▸ Requirement: From the line with "Query: shrub" down to the final line of the material below, quote every line exactly and leave out all lines before it.

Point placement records
--- --- ---

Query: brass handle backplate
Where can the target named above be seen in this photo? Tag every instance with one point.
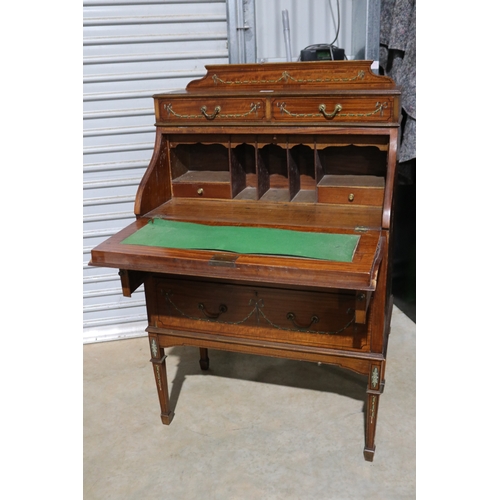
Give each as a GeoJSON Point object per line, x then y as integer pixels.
{"type": "Point", "coordinates": [213, 115]}
{"type": "Point", "coordinates": [209, 315]}
{"type": "Point", "coordinates": [322, 109]}
{"type": "Point", "coordinates": [291, 317]}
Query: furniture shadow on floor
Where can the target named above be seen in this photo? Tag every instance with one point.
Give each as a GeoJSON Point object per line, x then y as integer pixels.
{"type": "Point", "coordinates": [265, 370]}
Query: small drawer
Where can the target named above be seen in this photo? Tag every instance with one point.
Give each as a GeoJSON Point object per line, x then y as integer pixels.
{"type": "Point", "coordinates": [210, 110]}
{"type": "Point", "coordinates": [202, 190]}
{"type": "Point", "coordinates": [298, 317]}
{"type": "Point", "coordinates": [355, 190]}
{"type": "Point", "coordinates": [330, 110]}
{"type": "Point", "coordinates": [200, 184]}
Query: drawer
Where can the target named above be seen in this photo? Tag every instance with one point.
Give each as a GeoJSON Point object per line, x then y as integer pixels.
{"type": "Point", "coordinates": [323, 319]}
{"type": "Point", "coordinates": [330, 110]}
{"type": "Point", "coordinates": [350, 189]}
{"type": "Point", "coordinates": [210, 109]}
{"type": "Point", "coordinates": [203, 185]}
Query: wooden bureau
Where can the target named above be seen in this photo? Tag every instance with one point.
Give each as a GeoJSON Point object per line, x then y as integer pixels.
{"type": "Point", "coordinates": [264, 219]}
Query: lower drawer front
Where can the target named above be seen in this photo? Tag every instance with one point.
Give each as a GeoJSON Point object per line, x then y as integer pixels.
{"type": "Point", "coordinates": [323, 319]}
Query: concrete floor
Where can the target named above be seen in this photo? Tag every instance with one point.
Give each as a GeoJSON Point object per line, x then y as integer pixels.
{"type": "Point", "coordinates": [250, 428]}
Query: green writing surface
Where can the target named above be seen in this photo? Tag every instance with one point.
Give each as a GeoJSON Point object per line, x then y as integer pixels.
{"type": "Point", "coordinates": [245, 240]}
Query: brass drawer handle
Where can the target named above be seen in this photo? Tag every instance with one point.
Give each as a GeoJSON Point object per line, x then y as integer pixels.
{"type": "Point", "coordinates": [322, 109]}
{"type": "Point", "coordinates": [213, 115]}
{"type": "Point", "coordinates": [291, 317]}
{"type": "Point", "coordinates": [209, 315]}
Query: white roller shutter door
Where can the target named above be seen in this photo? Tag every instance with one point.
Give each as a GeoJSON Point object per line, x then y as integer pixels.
{"type": "Point", "coordinates": [132, 49]}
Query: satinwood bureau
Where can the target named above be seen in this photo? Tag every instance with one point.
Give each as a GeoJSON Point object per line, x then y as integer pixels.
{"type": "Point", "coordinates": [263, 222]}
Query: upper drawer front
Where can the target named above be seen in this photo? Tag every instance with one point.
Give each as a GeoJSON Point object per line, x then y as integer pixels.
{"type": "Point", "coordinates": [211, 110]}
{"type": "Point", "coordinates": [251, 312]}
{"type": "Point", "coordinates": [336, 109]}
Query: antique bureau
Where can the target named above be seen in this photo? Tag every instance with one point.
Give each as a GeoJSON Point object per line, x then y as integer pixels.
{"type": "Point", "coordinates": [263, 222]}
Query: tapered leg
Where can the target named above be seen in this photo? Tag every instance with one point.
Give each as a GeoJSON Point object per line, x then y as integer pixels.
{"type": "Point", "coordinates": [371, 424]}
{"type": "Point", "coordinates": [204, 360]}
{"type": "Point", "coordinates": [375, 388]}
{"type": "Point", "coordinates": [160, 372]}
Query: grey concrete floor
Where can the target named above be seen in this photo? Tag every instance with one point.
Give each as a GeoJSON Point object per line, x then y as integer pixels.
{"type": "Point", "coordinates": [249, 428]}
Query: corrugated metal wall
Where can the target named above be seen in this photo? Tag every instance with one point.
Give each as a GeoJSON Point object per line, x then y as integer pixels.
{"type": "Point", "coordinates": [132, 49]}
{"type": "Point", "coordinates": [315, 22]}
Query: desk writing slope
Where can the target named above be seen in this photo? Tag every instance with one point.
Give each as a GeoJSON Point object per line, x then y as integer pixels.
{"type": "Point", "coordinates": [245, 240]}
{"type": "Point", "coordinates": [264, 219]}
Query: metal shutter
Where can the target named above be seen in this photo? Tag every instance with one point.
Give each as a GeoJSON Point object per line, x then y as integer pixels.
{"type": "Point", "coordinates": [132, 49]}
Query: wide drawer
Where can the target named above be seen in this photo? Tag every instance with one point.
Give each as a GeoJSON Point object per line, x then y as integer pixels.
{"type": "Point", "coordinates": [300, 317]}
{"type": "Point", "coordinates": [337, 109]}
{"type": "Point", "coordinates": [211, 109]}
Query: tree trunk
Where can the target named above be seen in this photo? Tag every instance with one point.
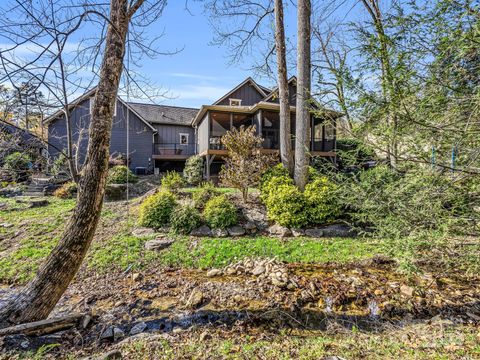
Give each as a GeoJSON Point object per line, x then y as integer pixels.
{"type": "Point", "coordinates": [39, 297]}
{"type": "Point", "coordinates": [286, 155]}
{"type": "Point", "coordinates": [303, 94]}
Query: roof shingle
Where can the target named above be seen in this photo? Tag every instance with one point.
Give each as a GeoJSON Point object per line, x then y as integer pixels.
{"type": "Point", "coordinates": [163, 114]}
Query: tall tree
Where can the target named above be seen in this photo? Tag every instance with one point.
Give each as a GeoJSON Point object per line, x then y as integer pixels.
{"type": "Point", "coordinates": [38, 298]}
{"type": "Point", "coordinates": [304, 12]}
{"type": "Point", "coordinates": [286, 154]}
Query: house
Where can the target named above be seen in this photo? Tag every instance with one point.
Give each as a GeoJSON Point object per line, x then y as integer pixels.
{"type": "Point", "coordinates": [162, 137]}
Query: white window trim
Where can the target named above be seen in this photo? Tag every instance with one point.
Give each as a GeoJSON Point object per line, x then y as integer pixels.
{"type": "Point", "coordinates": [91, 107]}
{"type": "Point", "coordinates": [183, 134]}
{"type": "Point", "coordinates": [232, 99]}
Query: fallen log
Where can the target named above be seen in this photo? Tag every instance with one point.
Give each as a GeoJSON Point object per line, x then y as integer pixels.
{"type": "Point", "coordinates": [43, 327]}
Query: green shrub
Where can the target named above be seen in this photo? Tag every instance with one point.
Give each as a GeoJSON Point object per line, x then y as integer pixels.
{"type": "Point", "coordinates": [193, 172]}
{"type": "Point", "coordinates": [272, 179]}
{"type": "Point", "coordinates": [320, 198]}
{"type": "Point", "coordinates": [397, 205]}
{"type": "Point", "coordinates": [220, 213]}
{"type": "Point", "coordinates": [275, 171]}
{"type": "Point", "coordinates": [204, 193]}
{"type": "Point", "coordinates": [66, 191]}
{"type": "Point", "coordinates": [286, 206]}
{"type": "Point", "coordinates": [121, 174]}
{"type": "Point", "coordinates": [156, 210]}
{"type": "Point", "coordinates": [18, 165]}
{"type": "Point", "coordinates": [184, 219]}
{"type": "Point", "coordinates": [172, 181]}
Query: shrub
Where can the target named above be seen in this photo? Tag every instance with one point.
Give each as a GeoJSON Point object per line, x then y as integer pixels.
{"type": "Point", "coordinates": [204, 193]}
{"type": "Point", "coordinates": [220, 213]}
{"type": "Point", "coordinates": [172, 181]}
{"type": "Point", "coordinates": [66, 191]}
{"type": "Point", "coordinates": [275, 171]}
{"type": "Point", "coordinates": [121, 174]}
{"type": "Point", "coordinates": [244, 164]}
{"type": "Point", "coordinates": [286, 206]}
{"type": "Point", "coordinates": [18, 164]}
{"type": "Point", "coordinates": [156, 210]}
{"type": "Point", "coordinates": [320, 198]}
{"type": "Point", "coordinates": [184, 219]}
{"type": "Point", "coordinates": [193, 172]}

--- --- ---

▸ Solution below:
Query: shrub
Where can the target named above be seen in this photo? Tag every instance with one point.
Give each as a GeoJSON Point object per line, x then y as integer pixels.
{"type": "Point", "coordinates": [204, 193]}
{"type": "Point", "coordinates": [220, 213]}
{"type": "Point", "coordinates": [172, 181]}
{"type": "Point", "coordinates": [66, 191]}
{"type": "Point", "coordinates": [275, 171]}
{"type": "Point", "coordinates": [121, 174]}
{"type": "Point", "coordinates": [244, 164]}
{"type": "Point", "coordinates": [286, 206]}
{"type": "Point", "coordinates": [18, 164]}
{"type": "Point", "coordinates": [156, 210]}
{"type": "Point", "coordinates": [320, 198]}
{"type": "Point", "coordinates": [184, 219]}
{"type": "Point", "coordinates": [193, 172]}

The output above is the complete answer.